TASK 1: Summarize the description of the glioblastoma study below in two sentences.
TASK 2: In the glioblastoma study described below, what dose of bevacizumab will patients receive?
TASK 3: Carry on the description of the glioblastoma study from its last sentence.

*** Opening SUPPLIED TEXT ***

Glioblastoma is the most common and most aggressive of the primary malignant brain tumors in adults. Annually there are approximately 13,000 cases of GBM diagnosed, with historical 1 year and 5 year survival rates of 34.6% and 4.75% respectively. While concomitant chemoradiotherapy with temozolomide remains the standard of care for initial treatment, all patients eventually require salvage therapy and angiogenesis inhibitors targeting the vascular endothelial growth factor (VEGF) pathway are standard in this setting. This application proposes a prospective, open-label, phase 2 study combining TH-302 at 670mg/m2 given every 2 weeks with bevacizumab in 33 patients with glioblastoma. Bevacizumab will be administered at 10mg/kg as established standard of care. TH-302 is a nitroimidazole prodrug of the cytotoxin, bromo-isophosphoramide mustard (Br-IPM). When exposed to hypoxic conditions, TH-302 is reduced at the nitroimadazole site of the prodrug by intracellular reductases leading to the release of Br-IPM. Br-IPM can then act as a DNA crosslinking agent. The investigators report that in vitro cytotoxicity and clonogenic assays indicate that TH-302 has little activity under normoxic conditions but is highly cytotoxic under hypoxic conditions. Patients will be followed by magnetic resonance imaging (MRI) until disease progression. The primary endpoint will be median progression free survival (PFS), with secondary end points of overall survival (OS) and safety. Significance in survival will be assessed by log-rank analysis with comparison to historical controls.

*** Closing SUPPLIED TEXT ***
*** Opening DATASET ENTRIES ***

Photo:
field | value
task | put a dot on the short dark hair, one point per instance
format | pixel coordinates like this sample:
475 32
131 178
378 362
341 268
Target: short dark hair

*** Closing DATASET ENTRIES ***

WRITTEN RESPONSE 1: Glioblastoma is the most common and most aggressive primary malignant brain tumor in adults, and all patients eventually need salvage therapy, where drugs that block the VEGF pathway are standard. The proposed phase 2 study will give 33 patients TH-302, a prodrug that releases a DNA-crosslinking toxin under low-oxygen conditions, together with bevacizumab, with median progression-free survival as the main endpoint.

WRITTEN RESPONSE 2: 10 mg/kg

WRITTEN RESPONSE 3:
The specific aims of the study are to: 1) establish the efficacy of TH-302 in glioblastoma patients progressing on bevacizumab, 2) characterize hypoxic volume, cerebral blood flow, and oxygen extraction fraction (OEF) in patients undergoing treatment with TH-302, and 3) correlate changes in known molecular markers of bevacizumab de novo resistance, acquired resistance, and tumor hypoxia with tumor response, time to progression, and patient survival.
Glioblastoma is an incurable brain tumor which shows low levels of oxygen due to its rapid growth. A new type of chemotherapy is being studied in this proposal, which is only activated by low levels of oxygen seen in the tumor. We plan to assess the benefit of this drug in patients, together with imaging and blood studies that could potentially reveal which patients are the most likely to benefit.